SET TASK:
Produce a word-for-word copy of the listing below without its pictures.

[Collected data]
◇ ◇ ◇ ◇ ◇

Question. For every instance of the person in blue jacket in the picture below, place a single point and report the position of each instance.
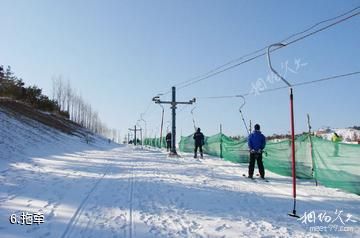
(199, 142)
(256, 143)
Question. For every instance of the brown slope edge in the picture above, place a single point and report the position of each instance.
(23, 112)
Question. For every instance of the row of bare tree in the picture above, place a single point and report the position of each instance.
(79, 110)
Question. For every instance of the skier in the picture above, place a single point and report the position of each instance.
(199, 142)
(256, 143)
(168, 141)
(335, 138)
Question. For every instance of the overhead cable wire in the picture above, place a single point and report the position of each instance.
(221, 69)
(283, 87)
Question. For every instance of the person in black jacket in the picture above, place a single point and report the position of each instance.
(256, 143)
(199, 142)
(168, 141)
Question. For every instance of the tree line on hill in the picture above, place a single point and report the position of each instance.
(65, 101)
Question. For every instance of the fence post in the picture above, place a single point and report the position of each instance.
(221, 156)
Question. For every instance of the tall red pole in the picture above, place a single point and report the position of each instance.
(293, 149)
(162, 123)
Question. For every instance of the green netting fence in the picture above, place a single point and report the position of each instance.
(332, 164)
(155, 142)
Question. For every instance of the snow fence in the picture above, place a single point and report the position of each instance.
(332, 164)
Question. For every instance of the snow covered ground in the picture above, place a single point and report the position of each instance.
(129, 192)
(56, 185)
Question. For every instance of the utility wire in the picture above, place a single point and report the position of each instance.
(283, 87)
(219, 69)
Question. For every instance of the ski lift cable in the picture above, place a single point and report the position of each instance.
(242, 116)
(217, 70)
(341, 76)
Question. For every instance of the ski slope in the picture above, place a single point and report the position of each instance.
(132, 192)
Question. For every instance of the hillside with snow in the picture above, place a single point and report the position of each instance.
(64, 182)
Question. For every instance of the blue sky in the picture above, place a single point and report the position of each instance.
(120, 54)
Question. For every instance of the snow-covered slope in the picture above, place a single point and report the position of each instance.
(107, 190)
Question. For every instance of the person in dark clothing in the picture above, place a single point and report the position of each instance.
(168, 141)
(256, 143)
(199, 142)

◇ ◇ ◇ ◇ ◇

SOLUTION:
Question. For every instance of the person in blue jacket in the picture below, place a single point and report the position of each instance.
(199, 142)
(256, 143)
Question. For every instance of the brown slope edge in the picture above, place a single point and report the position of each instance.
(23, 112)
Question. For every instance of the row of bare tree in the picture above, place a single point and report the position of each instance.
(79, 110)
Question. For every instance of the skier in the picture above, place a single point and report the position of each instance.
(199, 142)
(256, 143)
(168, 141)
(335, 138)
Question. For every instance of the overhead cable wire in the picture above, place a single point and report the position of each instance.
(221, 69)
(283, 87)
Question. For every instance of the person in black jacket in the picture above, place a single point and report the position of each instance.
(256, 143)
(199, 142)
(168, 141)
Question. For every instance of the tree line on hill in the picture above, place a single point and report the position of each instance.
(65, 101)
Question. For every instance of the fence post in the picture above, place a single point and report the position of each instance.
(221, 156)
Question. For every instance of the tall red pole in the picture above, place a single point and report the position of each instance.
(293, 149)
(162, 123)
Question. For every instance of the green netting fence in the picture above, place a single point and report the position of each instance.
(332, 164)
(155, 142)
Question. For every instance of the snow fence in the picture above, place a single point and report the position of each instance.
(332, 164)
Question. For every instance of the snow covered ground in the picture above, place a single point and report the position of each instance.
(129, 192)
(56, 185)
Question. For every instance of the utility wire in the picture above, place a single point and report the position of each instance.
(283, 87)
(219, 69)
Question. For every instance of the ski lift cable in the picture above, place a single point and report the position of each instance.
(242, 116)
(217, 70)
(341, 76)
Question. For every instance of the ski slope in the picture above, place a single point and report the position of each instance.
(132, 192)
Question. For every instance of the hillside with snow in the picture above, place a single point and report the position of each instance.
(64, 182)
Question. For every instance of the blue sky in the picture above, place a single point and report the position of each instance.
(120, 54)
Question. For every instance of the snow-covered slope in the picture above, place a single point and report the position of each instance.
(107, 190)
Question. For every instance of the person in dark clothing in the picture above, place a single point and report the position of each instance.
(168, 141)
(256, 143)
(199, 142)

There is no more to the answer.